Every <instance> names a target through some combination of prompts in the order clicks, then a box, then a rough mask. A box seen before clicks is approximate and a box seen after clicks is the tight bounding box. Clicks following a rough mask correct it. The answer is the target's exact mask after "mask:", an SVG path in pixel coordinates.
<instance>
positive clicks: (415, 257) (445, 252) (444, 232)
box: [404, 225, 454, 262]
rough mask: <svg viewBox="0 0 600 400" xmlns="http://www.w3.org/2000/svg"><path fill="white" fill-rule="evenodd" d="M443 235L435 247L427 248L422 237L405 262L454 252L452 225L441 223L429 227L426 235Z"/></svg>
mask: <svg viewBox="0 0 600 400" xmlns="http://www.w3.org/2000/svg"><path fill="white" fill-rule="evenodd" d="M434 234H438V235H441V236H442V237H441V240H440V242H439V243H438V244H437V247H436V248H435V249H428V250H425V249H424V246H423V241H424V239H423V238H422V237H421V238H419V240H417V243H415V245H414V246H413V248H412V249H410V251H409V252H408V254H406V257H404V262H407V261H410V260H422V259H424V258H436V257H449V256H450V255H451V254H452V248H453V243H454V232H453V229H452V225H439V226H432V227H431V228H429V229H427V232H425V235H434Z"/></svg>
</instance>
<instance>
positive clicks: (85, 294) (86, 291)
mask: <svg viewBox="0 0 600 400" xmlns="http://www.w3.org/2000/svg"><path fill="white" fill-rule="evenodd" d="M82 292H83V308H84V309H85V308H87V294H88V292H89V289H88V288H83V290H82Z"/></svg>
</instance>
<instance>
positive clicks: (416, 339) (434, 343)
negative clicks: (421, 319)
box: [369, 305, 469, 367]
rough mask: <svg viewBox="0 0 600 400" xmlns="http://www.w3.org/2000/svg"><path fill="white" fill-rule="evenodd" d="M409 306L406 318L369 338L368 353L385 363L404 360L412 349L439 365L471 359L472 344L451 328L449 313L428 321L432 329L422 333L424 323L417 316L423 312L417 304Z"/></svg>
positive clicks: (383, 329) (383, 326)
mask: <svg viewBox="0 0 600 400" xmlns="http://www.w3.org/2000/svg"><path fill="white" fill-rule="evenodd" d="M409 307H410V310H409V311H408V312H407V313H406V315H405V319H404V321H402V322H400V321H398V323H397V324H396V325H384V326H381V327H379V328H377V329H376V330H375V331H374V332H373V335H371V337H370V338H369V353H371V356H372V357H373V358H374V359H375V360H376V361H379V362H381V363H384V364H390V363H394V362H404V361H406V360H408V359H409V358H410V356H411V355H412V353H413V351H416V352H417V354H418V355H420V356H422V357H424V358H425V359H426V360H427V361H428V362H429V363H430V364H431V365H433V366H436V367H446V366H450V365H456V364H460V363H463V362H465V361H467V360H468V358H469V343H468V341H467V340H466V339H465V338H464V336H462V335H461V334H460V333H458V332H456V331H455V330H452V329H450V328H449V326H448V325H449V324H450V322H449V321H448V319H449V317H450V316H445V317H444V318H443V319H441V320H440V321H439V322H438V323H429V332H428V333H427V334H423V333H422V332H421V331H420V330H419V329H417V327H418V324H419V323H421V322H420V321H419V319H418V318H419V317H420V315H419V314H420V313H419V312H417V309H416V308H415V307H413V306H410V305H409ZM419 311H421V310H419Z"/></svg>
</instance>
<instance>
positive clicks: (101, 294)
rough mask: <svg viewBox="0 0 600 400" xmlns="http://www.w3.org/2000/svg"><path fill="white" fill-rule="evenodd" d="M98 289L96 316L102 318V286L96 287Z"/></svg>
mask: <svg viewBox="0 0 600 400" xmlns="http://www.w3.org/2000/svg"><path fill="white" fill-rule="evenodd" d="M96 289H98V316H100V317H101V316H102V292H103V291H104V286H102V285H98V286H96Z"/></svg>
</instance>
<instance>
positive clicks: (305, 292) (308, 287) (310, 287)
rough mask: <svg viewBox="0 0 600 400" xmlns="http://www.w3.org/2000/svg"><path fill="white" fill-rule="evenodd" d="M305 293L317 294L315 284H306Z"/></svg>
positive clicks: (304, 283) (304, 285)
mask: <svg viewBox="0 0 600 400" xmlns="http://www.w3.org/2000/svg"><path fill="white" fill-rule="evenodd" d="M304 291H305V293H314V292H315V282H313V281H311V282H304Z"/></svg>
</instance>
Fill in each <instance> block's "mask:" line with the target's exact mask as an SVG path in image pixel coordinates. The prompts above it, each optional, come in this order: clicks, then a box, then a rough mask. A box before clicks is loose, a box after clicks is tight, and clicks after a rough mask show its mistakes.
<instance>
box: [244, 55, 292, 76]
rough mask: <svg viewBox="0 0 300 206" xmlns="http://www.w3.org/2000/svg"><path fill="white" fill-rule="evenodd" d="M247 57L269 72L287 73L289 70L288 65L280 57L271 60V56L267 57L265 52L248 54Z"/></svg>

------

● **TASK STATEMENT**
Your answer should consist of the lines of the listing that contain "before", copied as they stand.

● **EXERCISE RESPONSE**
Every <instance> names a target through some combination of prompts in the order clicks, then a box, then a rough mask. A box seen before clicks is approximate and a box seen after clicks is the tight bounding box. Clicks following a rough mask correct it. The answer is the target's exact mask after "mask:", an SVG path in pixel coordinates.
Fill in each <instance> block's "mask:" line with the target's exact mask as an SVG path in image pixel coordinates. The prompts above it, each optional, come in this order: clicks, then a box, then a rough mask. A box before clicks is loose, a box after clicks is tight, and clicks after a rough mask show its mistakes.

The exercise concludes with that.